(TASK TO COMPLETE):
Nothing left out, nothing added: return the full set of records.

(Dataset items):

━━━━━━

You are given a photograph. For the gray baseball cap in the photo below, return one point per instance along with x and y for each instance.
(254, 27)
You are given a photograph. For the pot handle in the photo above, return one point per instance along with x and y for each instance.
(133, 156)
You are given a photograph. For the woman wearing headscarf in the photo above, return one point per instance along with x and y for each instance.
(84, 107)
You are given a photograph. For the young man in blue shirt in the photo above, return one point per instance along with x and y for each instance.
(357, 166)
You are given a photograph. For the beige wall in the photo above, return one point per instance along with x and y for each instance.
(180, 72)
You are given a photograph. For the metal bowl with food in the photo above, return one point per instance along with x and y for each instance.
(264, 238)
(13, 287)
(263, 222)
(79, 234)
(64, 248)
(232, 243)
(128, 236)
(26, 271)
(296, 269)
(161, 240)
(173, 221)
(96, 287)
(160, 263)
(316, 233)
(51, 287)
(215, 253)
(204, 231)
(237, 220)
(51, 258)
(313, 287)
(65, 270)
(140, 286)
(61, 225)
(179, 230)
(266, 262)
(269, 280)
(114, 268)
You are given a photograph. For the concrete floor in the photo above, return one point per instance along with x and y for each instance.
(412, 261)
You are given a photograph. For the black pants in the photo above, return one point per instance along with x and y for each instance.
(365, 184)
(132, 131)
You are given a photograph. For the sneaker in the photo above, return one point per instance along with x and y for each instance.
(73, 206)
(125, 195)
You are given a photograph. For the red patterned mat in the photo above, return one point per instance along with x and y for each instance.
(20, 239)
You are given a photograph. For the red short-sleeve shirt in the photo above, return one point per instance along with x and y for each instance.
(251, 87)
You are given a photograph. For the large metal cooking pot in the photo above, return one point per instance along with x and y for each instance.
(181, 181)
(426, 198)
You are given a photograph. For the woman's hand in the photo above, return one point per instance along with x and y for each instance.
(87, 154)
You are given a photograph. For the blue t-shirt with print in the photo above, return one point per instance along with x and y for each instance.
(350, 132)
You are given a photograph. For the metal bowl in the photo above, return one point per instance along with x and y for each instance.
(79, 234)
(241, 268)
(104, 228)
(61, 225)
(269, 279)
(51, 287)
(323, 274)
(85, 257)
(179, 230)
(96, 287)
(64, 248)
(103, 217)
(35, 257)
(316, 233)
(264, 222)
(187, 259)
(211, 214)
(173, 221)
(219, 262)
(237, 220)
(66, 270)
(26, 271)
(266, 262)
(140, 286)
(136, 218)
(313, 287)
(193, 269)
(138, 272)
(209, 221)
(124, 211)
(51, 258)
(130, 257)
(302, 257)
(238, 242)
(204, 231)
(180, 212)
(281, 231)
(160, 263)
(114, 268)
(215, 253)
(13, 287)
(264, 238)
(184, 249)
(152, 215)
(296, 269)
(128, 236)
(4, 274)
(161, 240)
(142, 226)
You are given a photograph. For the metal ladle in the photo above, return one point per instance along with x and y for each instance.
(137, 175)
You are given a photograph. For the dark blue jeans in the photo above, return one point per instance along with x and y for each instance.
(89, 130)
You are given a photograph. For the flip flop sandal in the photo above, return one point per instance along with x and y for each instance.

━━━━━━

(OUTPUT OF THE TASK):
You are given a photograph. For the gray baseball cap in the photo below, return one point per instance along with x and y for each instance.
(254, 27)
You are given a photograph. For the pot handle in the photo above, return one point per instance along with x and y for each instance.
(133, 156)
You are given a photograph. For the woman wearing headscarf in the photo above, return one point per instance along with x and y for each instance.
(84, 107)
You are given a photograph. For the young man in blue shirt in the photo above, return one point per instance along with x and y for each instance.
(357, 166)
You are given a photograph. For the beige wall in the photo above, return one point per instance along with x and y for each instance.
(180, 72)
You are given a photograph. For the metal bowl with food in the photo above, return one point per instance along with x and y for each instance.
(264, 238)
(13, 287)
(263, 222)
(79, 234)
(64, 248)
(232, 243)
(128, 236)
(26, 271)
(296, 269)
(161, 240)
(173, 221)
(96, 287)
(160, 263)
(316, 233)
(51, 287)
(215, 253)
(204, 231)
(237, 220)
(51, 258)
(313, 287)
(65, 270)
(140, 286)
(61, 225)
(179, 230)
(266, 262)
(269, 280)
(114, 268)
You are given a photograph. For the concrete floor in the photo above, return one point per instance along with x and y for each instance.
(412, 261)
You are given a photograph. For the black pants in the photo above, return one point per instance along with x and y for each instance.
(365, 184)
(132, 131)
You are given a photograph. For the sneaker in the photo above, return one point per instance along with x and y for each instance.
(73, 206)
(125, 195)
You are given a photograph. For the red patterned mat in the photo above, return one point per instance along with x and y for each instance.
(20, 239)
You are given a photograph. For the red short-sleeve shirt in the photo above, return one point per instance along with x and y for each instance.
(251, 87)
You are given a photograph. For the large metal cooking pot in the photo above, return one point per instance along with x and y for each instance.
(181, 181)
(426, 198)
You are given a photograph. For the woman's hand in the photo above, return one point per instance along with x and y for each instance.
(87, 154)
You are given a photograph. For the blue t-shirt with print in the photo above, return one point per instance along with x and y for each instance.
(350, 132)
You are given a photograph. For the metal bowl in the photo above, return one point per instance along with x and y for each instance.
(79, 234)
(241, 268)
(104, 228)
(61, 225)
(269, 279)
(51, 287)
(323, 274)
(85, 257)
(179, 230)
(96, 287)
(64, 248)
(103, 217)
(35, 257)
(316, 233)
(264, 222)
(187, 259)
(211, 214)
(173, 221)
(219, 262)
(237, 220)
(66, 270)
(26, 271)
(266, 262)
(140, 286)
(136, 218)
(313, 287)
(193, 269)
(138, 272)
(209, 221)
(124, 211)
(51, 258)
(130, 257)
(302, 257)
(238, 242)
(204, 231)
(180, 212)
(281, 231)
(160, 263)
(114, 268)
(215, 253)
(13, 287)
(264, 238)
(184, 249)
(152, 215)
(296, 269)
(128, 236)
(4, 274)
(161, 240)
(142, 226)
You are given a photograph. For the metal ladle in the photo above, return one point per instance along with x and y for each instance.
(137, 175)
You are given a photograph. For the dark blue jeans in the photo above, return one point per instance along with x and y for each instance.
(89, 130)
You are given a photograph. For the flip flop sandal in the photo above, return one point per instance along with x and y for each instance.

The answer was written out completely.